▸ GIVEN INFORMATION:

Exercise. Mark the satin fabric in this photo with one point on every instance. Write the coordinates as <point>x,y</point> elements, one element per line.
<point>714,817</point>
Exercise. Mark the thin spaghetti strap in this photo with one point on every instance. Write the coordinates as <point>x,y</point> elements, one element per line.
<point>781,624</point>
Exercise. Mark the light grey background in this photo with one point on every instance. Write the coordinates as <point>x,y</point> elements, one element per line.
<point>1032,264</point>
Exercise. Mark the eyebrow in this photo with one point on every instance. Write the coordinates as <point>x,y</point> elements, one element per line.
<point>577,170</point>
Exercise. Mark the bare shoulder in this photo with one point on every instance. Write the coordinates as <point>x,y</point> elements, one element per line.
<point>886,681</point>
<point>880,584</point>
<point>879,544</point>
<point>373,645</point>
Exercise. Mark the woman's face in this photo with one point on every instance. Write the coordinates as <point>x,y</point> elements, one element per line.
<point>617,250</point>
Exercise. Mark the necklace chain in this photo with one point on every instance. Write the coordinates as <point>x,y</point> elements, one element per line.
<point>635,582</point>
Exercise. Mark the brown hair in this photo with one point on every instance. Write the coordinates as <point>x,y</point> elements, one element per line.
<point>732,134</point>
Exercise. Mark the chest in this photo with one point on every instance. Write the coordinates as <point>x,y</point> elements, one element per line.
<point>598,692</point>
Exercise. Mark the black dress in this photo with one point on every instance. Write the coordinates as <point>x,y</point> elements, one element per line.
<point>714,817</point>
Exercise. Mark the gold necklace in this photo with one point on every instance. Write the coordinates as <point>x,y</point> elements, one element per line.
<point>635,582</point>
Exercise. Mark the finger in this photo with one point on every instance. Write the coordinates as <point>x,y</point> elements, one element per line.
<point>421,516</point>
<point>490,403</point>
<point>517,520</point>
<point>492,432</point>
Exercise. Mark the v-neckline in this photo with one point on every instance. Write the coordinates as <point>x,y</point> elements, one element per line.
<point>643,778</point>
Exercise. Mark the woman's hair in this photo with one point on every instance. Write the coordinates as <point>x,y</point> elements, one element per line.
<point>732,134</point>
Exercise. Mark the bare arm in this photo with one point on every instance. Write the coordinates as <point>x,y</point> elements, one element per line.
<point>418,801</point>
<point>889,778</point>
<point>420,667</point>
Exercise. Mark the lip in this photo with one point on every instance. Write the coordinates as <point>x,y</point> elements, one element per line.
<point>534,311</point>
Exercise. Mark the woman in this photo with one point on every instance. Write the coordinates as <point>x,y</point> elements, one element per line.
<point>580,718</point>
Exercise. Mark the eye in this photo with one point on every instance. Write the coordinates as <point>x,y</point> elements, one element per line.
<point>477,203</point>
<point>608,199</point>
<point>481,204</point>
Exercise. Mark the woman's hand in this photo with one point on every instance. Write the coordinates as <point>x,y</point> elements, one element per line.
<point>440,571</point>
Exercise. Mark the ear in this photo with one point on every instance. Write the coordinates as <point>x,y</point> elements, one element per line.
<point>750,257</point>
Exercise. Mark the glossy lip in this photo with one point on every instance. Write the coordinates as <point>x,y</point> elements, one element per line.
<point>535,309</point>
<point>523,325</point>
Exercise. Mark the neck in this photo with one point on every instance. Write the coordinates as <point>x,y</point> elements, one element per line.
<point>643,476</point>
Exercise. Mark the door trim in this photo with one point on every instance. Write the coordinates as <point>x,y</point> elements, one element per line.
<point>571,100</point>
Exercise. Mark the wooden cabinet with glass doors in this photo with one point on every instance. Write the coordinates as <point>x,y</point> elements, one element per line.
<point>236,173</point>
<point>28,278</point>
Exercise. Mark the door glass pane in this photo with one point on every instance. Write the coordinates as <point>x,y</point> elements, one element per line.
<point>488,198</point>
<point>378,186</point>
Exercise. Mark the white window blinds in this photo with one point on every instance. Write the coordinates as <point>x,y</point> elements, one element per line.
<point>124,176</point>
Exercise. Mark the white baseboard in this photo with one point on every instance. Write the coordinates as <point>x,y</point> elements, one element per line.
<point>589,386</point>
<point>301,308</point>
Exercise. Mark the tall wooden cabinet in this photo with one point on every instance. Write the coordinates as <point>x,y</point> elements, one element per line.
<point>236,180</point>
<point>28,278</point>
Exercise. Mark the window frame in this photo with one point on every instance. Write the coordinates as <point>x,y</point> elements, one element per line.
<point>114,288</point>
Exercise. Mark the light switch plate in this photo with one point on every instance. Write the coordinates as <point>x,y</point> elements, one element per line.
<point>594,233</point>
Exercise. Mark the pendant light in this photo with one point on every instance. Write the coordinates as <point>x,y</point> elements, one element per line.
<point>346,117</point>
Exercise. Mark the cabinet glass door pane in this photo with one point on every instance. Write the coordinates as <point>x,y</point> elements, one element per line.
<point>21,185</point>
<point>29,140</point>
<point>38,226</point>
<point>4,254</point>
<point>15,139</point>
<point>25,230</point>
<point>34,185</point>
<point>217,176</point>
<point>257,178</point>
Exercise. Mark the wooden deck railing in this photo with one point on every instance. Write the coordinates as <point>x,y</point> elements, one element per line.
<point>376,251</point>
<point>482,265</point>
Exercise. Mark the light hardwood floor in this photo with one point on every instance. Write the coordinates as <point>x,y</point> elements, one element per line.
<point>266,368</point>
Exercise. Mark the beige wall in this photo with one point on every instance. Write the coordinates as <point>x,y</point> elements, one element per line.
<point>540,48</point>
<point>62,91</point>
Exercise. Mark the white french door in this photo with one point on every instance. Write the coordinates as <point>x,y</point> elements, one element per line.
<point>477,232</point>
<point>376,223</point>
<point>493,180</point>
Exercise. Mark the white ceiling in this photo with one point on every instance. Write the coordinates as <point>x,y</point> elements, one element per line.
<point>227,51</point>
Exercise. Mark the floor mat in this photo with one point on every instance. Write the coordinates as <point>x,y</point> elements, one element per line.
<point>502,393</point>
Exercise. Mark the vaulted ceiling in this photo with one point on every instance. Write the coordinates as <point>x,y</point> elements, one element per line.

▸ AIM: Render every row above as a numbered list, leaving out any blank lines.

▸ WRITTEN RESPONSE:
1. Exercise. Mark the satin fabric in this photo with one point on every instance. Write the coordinates as <point>x,y</point> elements, one element per line.
2. <point>714,817</point>
3. Exercise. Mark the thin spaghetti strap in this photo with one point on every instance. Write the coordinates as <point>x,y</point> elements, one element per line.
4. <point>781,624</point>
5. Exercise. Mark the light grey background in this photo with one point on every instance. Write the coordinates as <point>x,y</point> elements, one element per line.
6. <point>1032,264</point>
7. Exercise. Mark the eyebrow in this photo with one point on every instance. Write the coordinates as <point>x,y</point> elements, one element per line.
8. <point>577,170</point>
9. Exercise. Mark the bare shoulder in this photo with one point on every instance. Write the coordinates as <point>x,y</point> elements, one element per line.
10. <point>886,681</point>
11. <point>880,584</point>
12. <point>879,544</point>
13. <point>373,645</point>
14. Exercise. Mark the woman's face in this photo with one point on every instance. Write the coordinates as <point>x,y</point> elements, one element per line.
15. <point>617,250</point>
16. Exercise. Mark the necklace chain in this photo with one point on every instance. Write the coordinates as <point>x,y</point> elements, one element per line.
17. <point>635,582</point>
18. Exercise. Mark the brown hair in this photo with one point on every instance. Write the coordinates as <point>x,y</point> elements, one element per line.
19. <point>732,134</point>
20. Exercise. Mark the chest in this photo with one point on every instance. Write the coordinates as <point>x,y</point> elements, one element per line.
21. <point>598,692</point>
22. Exercise. Mark the black dress in this photo with one point on every instance. Write the coordinates as <point>x,y</point> elements, one element per line.
23. <point>714,817</point>
24. Exercise. Mark the gold necklace in this photo with one point on every instance. Write the coordinates as <point>x,y</point> elements, one element per line.
25. <point>635,582</point>
26. Exercise. Mark the finger in this photo with one point on every instance. Write the coordinates as <point>x,y</point> elements, one element per line.
27. <point>421,516</point>
28. <point>490,403</point>
29. <point>517,520</point>
30. <point>492,432</point>
31. Exercise. Mark the v-neckline in this photo with one point on every instance. Write the coordinates as <point>x,y</point> elements, one element per line.
32. <point>643,778</point>
33. Exercise. Mark the woman's hair in this photo with one point on every instance. Write the coordinates as <point>x,y</point> elements, one element per line.
34. <point>732,134</point>
35. Exercise. Mark the bare arm in this photo with one point on every instance. Write the coordinates as <point>x,y</point> elements, one element per line.
36. <point>418,801</point>
37. <point>889,778</point>
38. <point>420,667</point>
39. Exercise. Mark the lip in this photo with one point on every instance. Write the coordinates as <point>x,y</point> elements, one element per line.
40. <point>534,311</point>
41. Exercise. Mark the woman in this photo with one point on every instance. Write the coordinates as <point>x,y</point> elements, one element per line.
42. <point>580,718</point>
43. Exercise. Mark the eye in this photo with one point on every instance. Write the coordinates as <point>x,y</point> elements, one element per line.
44. <point>477,203</point>
45. <point>608,199</point>
46. <point>481,204</point>
47. Exercise. Mark the woman's hand in this photo with one point on every instance. Write the coordinates as <point>x,y</point> elements, one element per line.
48. <point>440,571</point>
49. Exercise. Mark the ear in this photo with one point on every instance. Write the coordinates as <point>x,y</point> elements, one element per line.
50. <point>750,257</point>
51. Exercise. Mark the glossy lip in this photo with one point on every instance. Write the coordinates as <point>x,y</point> elements, one element per line.
52. <point>535,309</point>
53. <point>523,325</point>
54. Exercise. Mark the neck in this photo with one point on every instance. Write the coordinates as <point>x,y</point> elements, one element per line.
55. <point>643,476</point>
56. Exercise. Mark the door trim in this photo with one point on every instance. Write the coordinates as <point>x,y</point> elements, one element per line.
57. <point>571,100</point>
58. Exercise. Mark the wooden cabinet with glass doors in this photo with one point on every instance. Write the coordinates as <point>x,y</point> elements, one element per line.
59. <point>236,173</point>
60. <point>28,278</point>
61. Exercise. Mark the door glass pane in this photo with one point on every instance. Write the coordinates as <point>x,y</point> elements, one element per line.
62. <point>488,198</point>
63. <point>378,186</point>
64. Exercise. Mark the white window blinds in this photo with one point on every instance. Write the coordinates as <point>x,y</point> elements, one element per line.
65. <point>124,176</point>
66. Exercise. Mark the white baseboard in this photo with one point on every instance. Write the coordinates as <point>x,y</point> elements, one element per line.
67. <point>589,386</point>
68. <point>301,308</point>
69. Exercise. Mark the tall wooden cabinet in this photo with one point on every instance. Write the coordinates as <point>x,y</point> elements, one element per line.
70. <point>236,180</point>
71. <point>28,278</point>
72. Exercise. Mark the window frame in this photo with one point on every instance. Write the coordinates as <point>x,y</point> elements, one element per line.
73. <point>114,288</point>
74. Exercise. Mark the light switch plate in this photo with one point on every instance. Write the coordinates as <point>x,y</point> elements, one element per line.
75. <point>594,233</point>
76. Exercise. Mark the pendant light in this photo with one point on every instance. Write the coordinates as <point>x,y</point> elements, one element per line.
77. <point>346,117</point>
78. Exercise. Mark the cabinet glass door pane in this photo with one point on every instance. Write the coordinates as <point>x,y</point> elements, one element per line.
79. <point>21,185</point>
80. <point>29,140</point>
81. <point>38,226</point>
82. <point>4,254</point>
83. <point>15,139</point>
84. <point>25,230</point>
85. <point>34,185</point>
86. <point>217,176</point>
87. <point>257,178</point>
88. Exercise. Mark the wooden deck railing in this photo with one point on every instance. Write the coordinates as <point>x,y</point> elements, one element per line.
89. <point>376,251</point>
90. <point>482,265</point>
91. Exercise. Mark the light hardwood floor in this photo with one point on every instance. Write the coordinates as <point>x,y</point> elements, one element per line.
92. <point>266,368</point>
93. Exercise. Mark the beige wall in this photo with one point on every instance. Write the coordinates as <point>x,y</point> elements, one element per line.
94. <point>540,48</point>
95. <point>62,91</point>
96. Exercise. Mark the white french door in this photo with one point on every instance. Write the coordinates as <point>x,y</point> elements, one element per line.
97. <point>477,232</point>
98. <point>376,223</point>
99. <point>493,180</point>
100. Exercise. Mark the white ceiling in this photo with one point on every instance. Write the coordinates as <point>x,y</point> elements, one element per line.
101. <point>227,51</point>
102. Exercise. Mark the floor mat in this photo with one point on every instance. Write the coordinates as <point>x,y</point> elements, one element per line.
103. <point>502,393</point>
104. Exercise. Mark the vaulted ceiling in this photo with one point on every instance. Write the coordinates as <point>x,y</point> elements, one element per line.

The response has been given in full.